WHAT IS NEEDED: Read the lines below, and copy any that contain the string "plantain".

*** DATA TO PROCESS ***

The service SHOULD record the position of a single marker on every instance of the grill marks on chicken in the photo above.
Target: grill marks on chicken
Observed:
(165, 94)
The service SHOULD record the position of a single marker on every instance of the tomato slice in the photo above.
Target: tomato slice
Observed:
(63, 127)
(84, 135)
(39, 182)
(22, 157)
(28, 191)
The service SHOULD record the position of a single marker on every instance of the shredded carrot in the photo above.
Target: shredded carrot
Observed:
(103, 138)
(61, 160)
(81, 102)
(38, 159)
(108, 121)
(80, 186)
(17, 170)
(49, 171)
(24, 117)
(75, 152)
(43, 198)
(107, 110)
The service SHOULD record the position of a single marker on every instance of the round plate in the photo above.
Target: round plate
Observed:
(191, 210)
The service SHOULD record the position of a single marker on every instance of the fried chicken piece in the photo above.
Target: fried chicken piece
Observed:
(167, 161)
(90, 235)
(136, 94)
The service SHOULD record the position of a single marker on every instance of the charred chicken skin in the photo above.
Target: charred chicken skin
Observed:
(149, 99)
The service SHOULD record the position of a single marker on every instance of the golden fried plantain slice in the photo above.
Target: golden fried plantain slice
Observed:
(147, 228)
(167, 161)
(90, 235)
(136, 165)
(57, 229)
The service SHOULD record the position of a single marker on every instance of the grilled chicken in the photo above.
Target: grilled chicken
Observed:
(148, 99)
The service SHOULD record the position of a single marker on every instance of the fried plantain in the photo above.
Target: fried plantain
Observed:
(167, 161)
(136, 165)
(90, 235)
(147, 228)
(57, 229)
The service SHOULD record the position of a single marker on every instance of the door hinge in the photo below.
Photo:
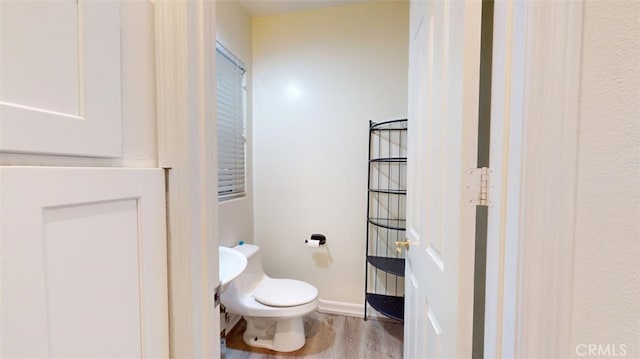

*** End of DATA TO PROCESS ***

RESULT OF THIS EXERCISE:
The service SHOULD record the position of a single marker on every instance of the golden fried plantain slice in the photo above.
Target: golden fried plantain slice
The service SHOULD record the position of a single marker on every instance of the fried plantain in the photo above.
Target: fried plantain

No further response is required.